§ **Written task**
Rewrite every entry in the listing below, replacing "Request body query" with "Search text" and leaving everything else unchanged. Omit the pictures from your answer.

-- START OF Exercise input --

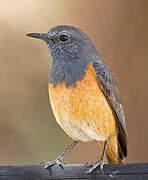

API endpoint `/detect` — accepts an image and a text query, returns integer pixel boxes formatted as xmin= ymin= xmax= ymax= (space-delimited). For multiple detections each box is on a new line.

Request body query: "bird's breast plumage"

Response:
xmin=49 ymin=64 xmax=117 ymax=141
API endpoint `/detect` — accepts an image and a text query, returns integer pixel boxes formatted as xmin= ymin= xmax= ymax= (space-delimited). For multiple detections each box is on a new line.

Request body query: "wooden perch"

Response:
xmin=0 ymin=163 xmax=148 ymax=180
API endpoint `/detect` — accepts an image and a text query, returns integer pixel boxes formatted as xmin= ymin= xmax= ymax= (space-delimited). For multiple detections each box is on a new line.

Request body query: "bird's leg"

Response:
xmin=40 ymin=140 xmax=78 ymax=168
xmin=85 ymin=139 xmax=108 ymax=174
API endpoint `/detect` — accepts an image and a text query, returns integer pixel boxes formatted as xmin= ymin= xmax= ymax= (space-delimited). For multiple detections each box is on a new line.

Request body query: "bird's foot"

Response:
xmin=40 ymin=158 xmax=64 ymax=169
xmin=85 ymin=159 xmax=104 ymax=174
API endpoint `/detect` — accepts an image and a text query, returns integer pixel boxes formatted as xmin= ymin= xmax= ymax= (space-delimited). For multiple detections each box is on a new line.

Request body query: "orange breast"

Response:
xmin=49 ymin=65 xmax=117 ymax=141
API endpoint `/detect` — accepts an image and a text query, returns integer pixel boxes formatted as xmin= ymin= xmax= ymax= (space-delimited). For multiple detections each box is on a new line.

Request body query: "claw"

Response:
xmin=85 ymin=160 xmax=104 ymax=174
xmin=40 ymin=159 xmax=64 ymax=169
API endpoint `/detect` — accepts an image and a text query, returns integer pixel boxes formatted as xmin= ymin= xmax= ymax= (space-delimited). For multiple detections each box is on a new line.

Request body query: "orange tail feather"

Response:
xmin=98 ymin=135 xmax=123 ymax=164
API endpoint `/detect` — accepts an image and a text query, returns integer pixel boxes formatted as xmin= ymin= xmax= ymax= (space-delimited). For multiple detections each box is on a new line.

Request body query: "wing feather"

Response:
xmin=93 ymin=60 xmax=127 ymax=157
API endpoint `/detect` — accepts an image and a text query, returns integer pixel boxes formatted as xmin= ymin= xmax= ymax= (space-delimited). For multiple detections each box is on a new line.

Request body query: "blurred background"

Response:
xmin=0 ymin=0 xmax=148 ymax=165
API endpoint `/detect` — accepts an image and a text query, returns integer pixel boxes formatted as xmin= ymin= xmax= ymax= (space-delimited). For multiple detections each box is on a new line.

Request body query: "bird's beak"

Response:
xmin=26 ymin=33 xmax=50 ymax=41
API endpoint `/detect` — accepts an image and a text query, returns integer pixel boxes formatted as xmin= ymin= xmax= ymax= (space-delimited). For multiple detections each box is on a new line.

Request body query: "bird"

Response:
xmin=27 ymin=25 xmax=127 ymax=173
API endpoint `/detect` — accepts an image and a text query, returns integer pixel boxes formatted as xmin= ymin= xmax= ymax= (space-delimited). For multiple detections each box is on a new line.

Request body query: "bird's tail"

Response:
xmin=98 ymin=135 xmax=123 ymax=164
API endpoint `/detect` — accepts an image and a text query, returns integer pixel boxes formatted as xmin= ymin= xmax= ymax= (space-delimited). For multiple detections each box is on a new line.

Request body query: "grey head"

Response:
xmin=27 ymin=25 xmax=99 ymax=87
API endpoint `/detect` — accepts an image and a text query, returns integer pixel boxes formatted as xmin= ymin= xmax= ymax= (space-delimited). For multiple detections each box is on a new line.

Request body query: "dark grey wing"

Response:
xmin=93 ymin=60 xmax=127 ymax=158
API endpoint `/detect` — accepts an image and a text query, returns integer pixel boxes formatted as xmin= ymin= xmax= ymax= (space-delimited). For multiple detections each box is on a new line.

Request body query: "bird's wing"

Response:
xmin=93 ymin=61 xmax=127 ymax=157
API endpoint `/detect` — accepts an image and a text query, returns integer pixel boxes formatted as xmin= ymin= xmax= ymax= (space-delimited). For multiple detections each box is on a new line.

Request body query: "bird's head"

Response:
xmin=27 ymin=25 xmax=97 ymax=59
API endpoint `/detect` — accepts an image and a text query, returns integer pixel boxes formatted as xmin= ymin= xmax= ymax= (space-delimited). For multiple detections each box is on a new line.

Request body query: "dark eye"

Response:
xmin=59 ymin=34 xmax=69 ymax=42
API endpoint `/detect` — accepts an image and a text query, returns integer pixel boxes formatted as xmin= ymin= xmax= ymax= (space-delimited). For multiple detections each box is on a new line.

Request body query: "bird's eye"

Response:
xmin=59 ymin=34 xmax=69 ymax=42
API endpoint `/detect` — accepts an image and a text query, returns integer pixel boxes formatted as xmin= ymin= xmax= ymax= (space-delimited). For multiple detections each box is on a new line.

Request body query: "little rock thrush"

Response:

-- END OF Exercise input --

§ **Worked answer**
API endpoint `/detect` — accepts an image and a text query, returns integer pixel boxes formatted as xmin= ymin= xmax= ymax= (space-delimited). For multiple detections each box is on a new line.

Search text: "bird's breast plumage"

Response:
xmin=49 ymin=64 xmax=117 ymax=141
API endpoint `/detect` — accepts an image and a text query, returns integer pixel boxes formatted as xmin= ymin= xmax= ymax= (space-delimited). For multiple detections each box is on a new line.

Search text: "wooden perch"

Response:
xmin=0 ymin=163 xmax=148 ymax=180
API endpoint `/detect` — accepts an image and a text query, returns integer pixel boxes formatted as xmin= ymin= xmax= ymax= (space-delimited). For multiple detections each box is on a new line.

Search text: "bird's leg"

Response:
xmin=40 ymin=140 xmax=78 ymax=168
xmin=85 ymin=139 xmax=108 ymax=174
API endpoint `/detect` — accepts an image and a text query, returns integer pixel boxes formatted as xmin= ymin= xmax= ymax= (space-delimited). For multiple detections each box is on a new line.

Search text: "bird's foot"

Response:
xmin=40 ymin=158 xmax=64 ymax=169
xmin=85 ymin=159 xmax=104 ymax=174
API endpoint `/detect` — accepts an image and a text query, returns integer pixel boxes formatted as xmin= ymin= xmax= ymax= (space-delimited). For multiple detections each box is on a new line.

Search text: "orange breast"

Response:
xmin=49 ymin=65 xmax=117 ymax=141
API endpoint `/detect` — accepts an image and a text query, returns integer pixel boxes formatted as xmin= ymin= xmax= ymax= (space-delimited). For multiple detections each box is on a new line.

Search text: "claw"

Response:
xmin=85 ymin=160 xmax=104 ymax=174
xmin=40 ymin=159 xmax=64 ymax=169
API endpoint `/detect` — accepts an image and a text query, returns integer pixel boxes formatted as xmin= ymin= xmax= ymax= (space-delimited). For multiple detections each box is on a new line.

Search text: "orange tail feather"

Response:
xmin=98 ymin=135 xmax=123 ymax=164
API endpoint `/detect` — accepts an image and a text query, returns integer pixel boxes formatted as xmin= ymin= xmax= ymax= (space-delimited). For multiple detections each box is on a new line.

Search text: "wing feather"

Response:
xmin=93 ymin=60 xmax=127 ymax=157
API endpoint `/detect` — accepts an image and a text query, returns integer pixel boxes formatted as xmin= ymin= xmax= ymax= (space-delimited). For multiple detections each box is on a new line.

Search text: "blurred background"

Response:
xmin=0 ymin=0 xmax=148 ymax=165
API endpoint `/detect` — accepts an image and a text query, returns integer pixel boxes formatted as xmin= ymin= xmax= ymax= (space-delimited). For multiple detections each box is on a new line.

Search text: "bird's beak"

Response:
xmin=26 ymin=33 xmax=50 ymax=41
API endpoint `/detect` — accepts an image and a text query, returns integer pixel boxes formatted as xmin= ymin= xmax= ymax= (space-delimited). For multiple detections each box is on a new line.

Search text: "bird"

Response:
xmin=27 ymin=25 xmax=127 ymax=173
API endpoint `/detect` — accepts an image and a text query, returns integer pixel boxes formatted as xmin= ymin= xmax= ymax= (space-delimited). For multiple detections each box is on a new line.

Search text: "bird's tail"

Response:
xmin=98 ymin=135 xmax=123 ymax=164
API endpoint `/detect` — accepts an image and a text query, returns integer pixel boxes formatted as xmin= ymin= xmax= ymax= (space-delimited). For multiple detections each box is on a new line.

Search text: "grey head"

Response:
xmin=27 ymin=25 xmax=99 ymax=87
API endpoint `/detect` — accepts an image and a text query, returns integer pixel boxes formatted as xmin= ymin= xmax= ymax= (space-delimited). For multiple detections each box is on a new line.

Search text: "dark grey wing"

Response:
xmin=93 ymin=60 xmax=127 ymax=158
API endpoint `/detect` — accepts an image and a text query, returns integer pixel boxes formatted as xmin= ymin= xmax= ymax= (space-delimited). For multiple detections each box is on a new line.

Search text: "bird's wing"

Response:
xmin=93 ymin=61 xmax=127 ymax=157
API endpoint `/detect` — accepts an image and a text query, returns integer pixel boxes formatted as xmin= ymin= xmax= ymax= (space-delimited). For multiple detections each box is on a new line.

Search text: "bird's head"

Response:
xmin=27 ymin=25 xmax=97 ymax=59
API endpoint `/detect` — accepts an image and a text query, returns integer pixel boxes formatted as xmin= ymin= xmax= ymax= (space-delimited). For multiple detections each box is on a new line.

Search text: "dark eye"

Response:
xmin=59 ymin=34 xmax=69 ymax=42
API endpoint `/detect` — accepts an image and a text query, returns integer pixel boxes formatted as xmin= ymin= xmax= ymax= (space-delimited). For multiple detections each box is on a new line.

Search text: "bird's eye"

Response:
xmin=59 ymin=34 xmax=69 ymax=42
API endpoint `/detect` — accepts an image and a text query, returns integer pixel boxes formatted as xmin= ymin= xmax= ymax= (space-delimited). For multiple detections each box is on a new line.

Search text: "little rock thrush"

Response:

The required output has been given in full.